> OBJECTIF DE LA TÂCHE: Relevez mot pour mot l’intégralité de l’extrait consacré au partage égalitaire des biens.

> EXTRAIT DU TEXTE:
┏━━

Le même élément de contrainte règne dans le partage égalitaire. L’auteur de l’Organisation, de la famille nous rappelle les origines révolutionnaires de ce régime, qui substitue les prescriptions uniformes de la loi à de libres arrangemens. Ce n’est pas, il le reconnaît aussi, que l’habitude du partage égalitaire date exclusivement de la révolution ; lui-même en montre les traces déjà profondes dans notre vieille société. Ainsi, entre autres exemples, l’égal partage était consacré par l’ancien régime de l’Ile-de-France et de l’Orléanais pour les bourgeois et les paysans, tandis que la conservation forcée y était employée à maintenir exclusivement les familles nobles. Au contraire, en Normandie et dans les provinces du centre et du midi, la transmission volontaire des biens ruraux aux aînés était l’usage commun des nobles, des bourgeois et des paysans. Si la révolution eût procédé avec intelligence dans l’emploi de la contrainte en vue du succès de ses idées, elle eût pu prendre le contre-pied de ce qu’elle a fait ; elle n’aurait établi le partage égal que pour les biens des nobles, en vue de les dissoudre, et eût soumis à la loi de la conservation forcée les biens ruraux moyens et petits, dont elle eût par là maintenu l’intégrité. C’est ainsi que le gouvernement russe s’y est pris pour amoindrir l’influence des grands propriétaires. Le partage forcé y est imposé à ces derniers, tandis que, d’après le régime qui a duré jusqu’à 1863, les paysans se transmettaient pour la plupart leurs biens dans un système de conservation forcée.

┗━━

> ENREGISTREMENTS:
┏━━

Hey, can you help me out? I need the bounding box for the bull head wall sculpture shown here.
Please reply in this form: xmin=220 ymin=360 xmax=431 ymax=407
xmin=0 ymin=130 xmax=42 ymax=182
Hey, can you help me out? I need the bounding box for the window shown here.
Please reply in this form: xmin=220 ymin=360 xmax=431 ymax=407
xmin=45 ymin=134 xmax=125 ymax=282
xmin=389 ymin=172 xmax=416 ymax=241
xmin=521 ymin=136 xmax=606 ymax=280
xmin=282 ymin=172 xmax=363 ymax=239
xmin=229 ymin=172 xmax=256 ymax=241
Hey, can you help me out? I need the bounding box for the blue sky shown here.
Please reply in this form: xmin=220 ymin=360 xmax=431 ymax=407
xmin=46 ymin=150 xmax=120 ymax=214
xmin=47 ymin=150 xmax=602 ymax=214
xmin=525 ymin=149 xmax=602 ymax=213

┗━━

> SOLUTION RÉDIGÉE:
Le même élément de contrainte règne dans le partage égalitaire. L’auteur de l’Organisation, de la famille nous rappelle les origines révolutionnaires de ce régime, qui substitue les prescriptions uniformes de la loi à de libres arrangemens. Ce n’est pas, il le reconnaît aussi, que l’habitude du partage égalitaire date exclusivement de la révolution ; lui-même en montre les traces déjà profondes dans notre vieille société. Ainsi, entre autres exemples, l’égal partage était consacré par l’ancien régime de l’Ile-de-France et de l’Orléanais pour les bourgeois et les paysans, tandis que la conservation forcée y était employée à maintenir exclusivement les familles nobles. Au contraire, en Normandie et dans les provinces du centre et du midi, la transmission volontaire des biens ruraux aux aînés était l’usage commun des nobles, des bourgeois et des paysans. Si la révolution eût procédé avec intelligence dans l’emploi de la contrainte en vue du succès de ses idées, elle eût pu prendre le contre-pied de ce qu’elle a fait ; elle n’aurait établi le partage égal que pour les biens des nobles, en vue de les dissoudre, et eût soumis à la loi de la conservation forcée les biens ruraux moyens et petits, dont elle eût par là maintenu l’intégrité. C’est ainsi que le gouvernement russe s’y est pris pour amoindrir l’influence des grands propriétaires. Le partage forcé y est imposé à ces derniers, tandis que, d’après le régime qui a duré jusqu’à 1863, les paysans se transmettaient pour la plupart leurs biens dans un système de conservation forcée.